▶ [What this task involves]: When you copy the material below, keep every line exact and leave each picture out.

-----

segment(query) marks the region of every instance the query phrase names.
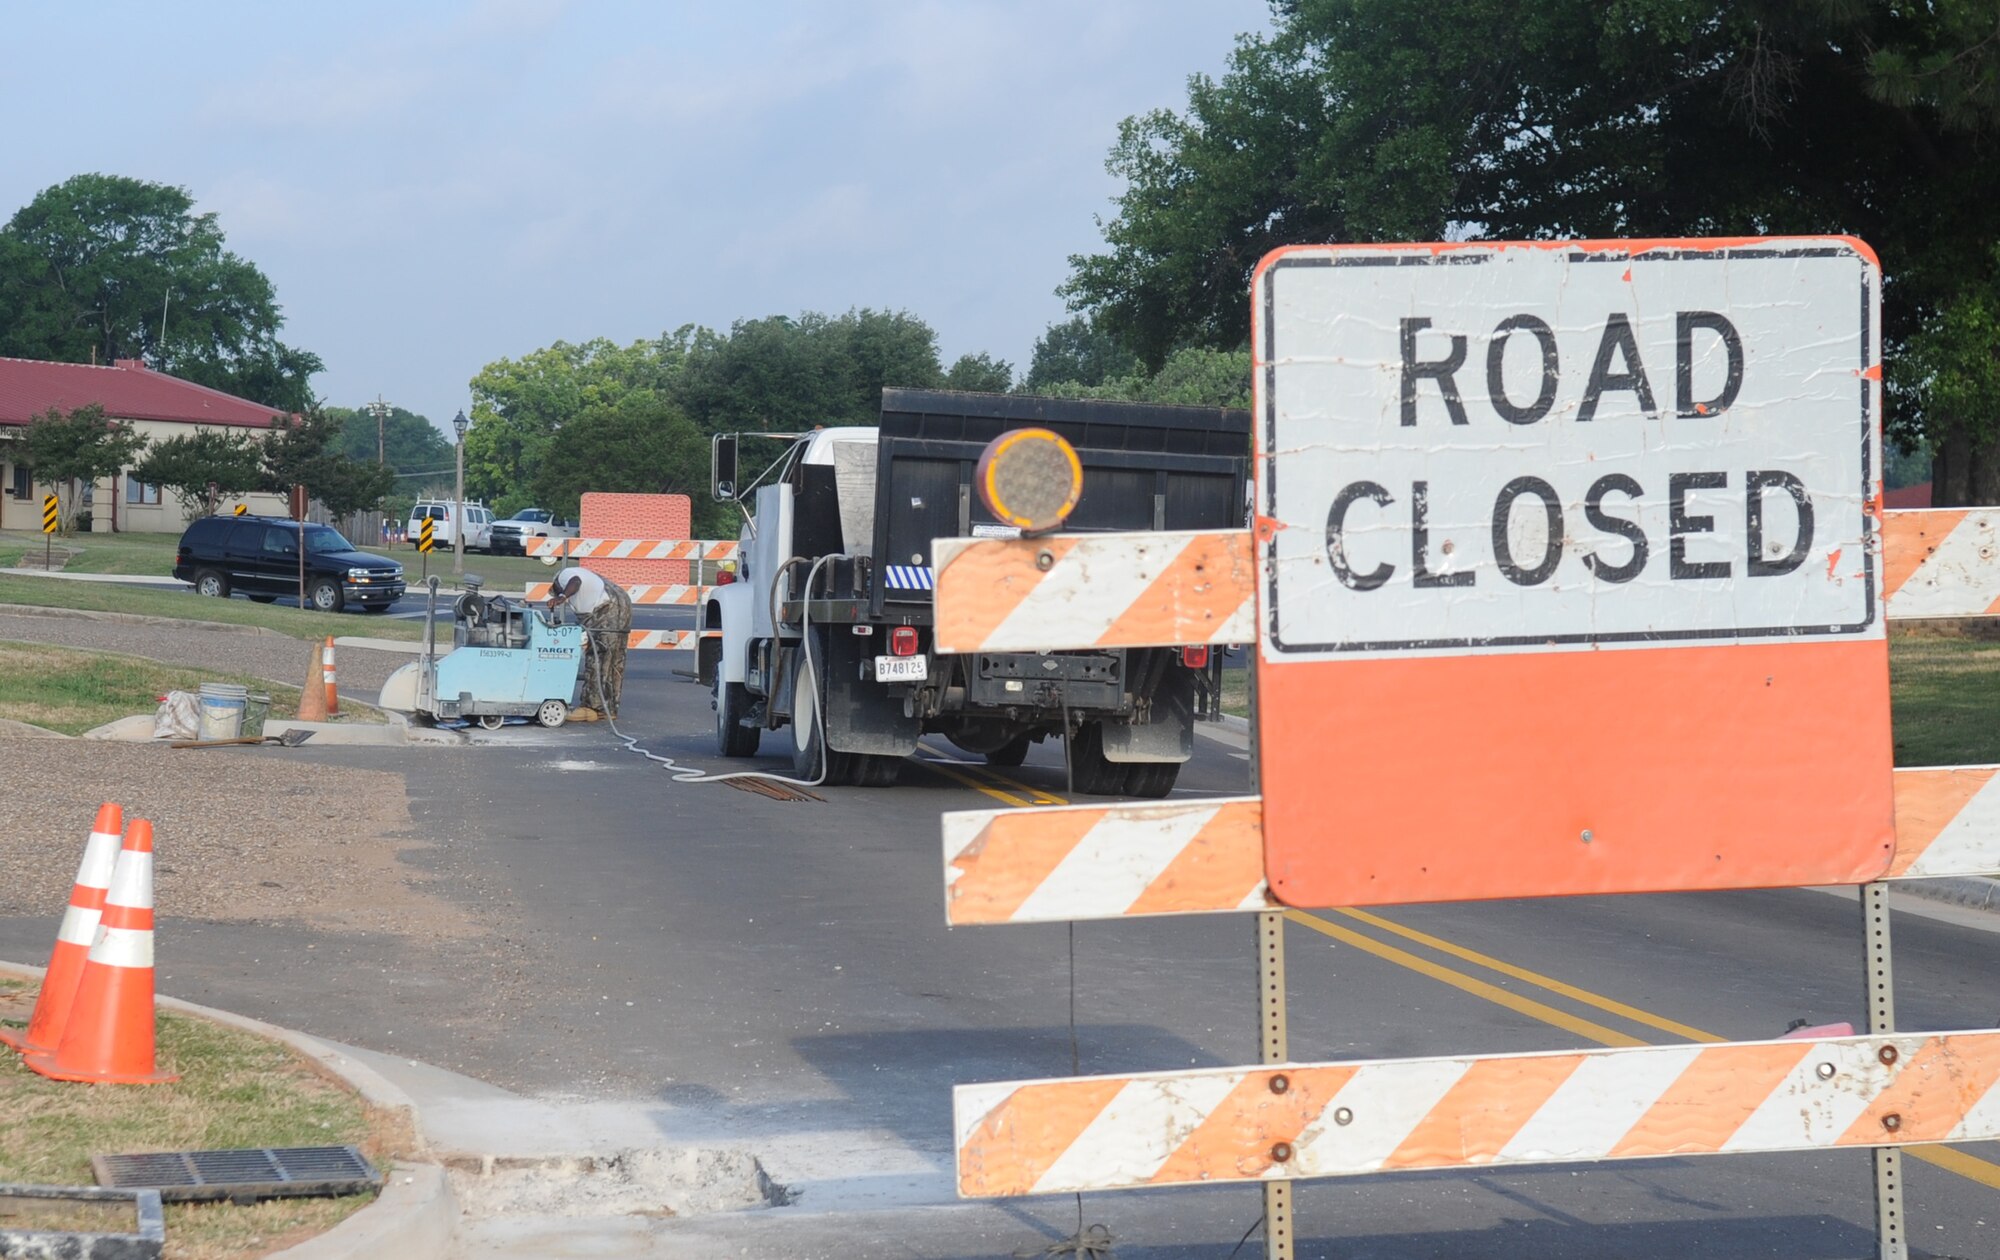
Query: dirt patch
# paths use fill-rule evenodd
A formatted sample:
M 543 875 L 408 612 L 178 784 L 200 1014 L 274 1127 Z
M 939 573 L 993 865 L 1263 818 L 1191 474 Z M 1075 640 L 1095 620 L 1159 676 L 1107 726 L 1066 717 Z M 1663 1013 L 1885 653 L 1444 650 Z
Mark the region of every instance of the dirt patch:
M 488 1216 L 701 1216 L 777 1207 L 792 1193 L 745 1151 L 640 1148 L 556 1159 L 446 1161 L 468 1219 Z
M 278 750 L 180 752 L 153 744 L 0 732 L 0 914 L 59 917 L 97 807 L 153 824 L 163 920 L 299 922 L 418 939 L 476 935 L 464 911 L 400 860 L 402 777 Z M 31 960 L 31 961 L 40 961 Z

-----

▶ [Expected answer]:
segment(query) marks the region of every instance the query phrase names.
Query: dirt patch
# paths use fill-rule evenodd
A formatted sample:
M 543 875 L 408 612 L 178 784 L 200 1014 L 274 1127 Z
M 939 573 L 993 865 L 1263 818 L 1191 474 Z M 1075 640 L 1095 620 L 1159 676 L 1107 726 L 1066 717 Z M 1663 1013 L 1885 653 L 1444 650 Z
Mark the region of every instance of the dirt patch:
M 488 1216 L 701 1216 L 777 1207 L 792 1193 L 745 1151 L 640 1148 L 556 1159 L 446 1161 L 468 1219 Z
M 278 750 L 180 752 L 153 744 L 0 732 L 0 914 L 59 917 L 97 807 L 153 824 L 163 920 L 299 922 L 418 939 L 476 935 L 464 911 L 400 860 L 402 777 Z M 31 960 L 31 961 L 40 961 Z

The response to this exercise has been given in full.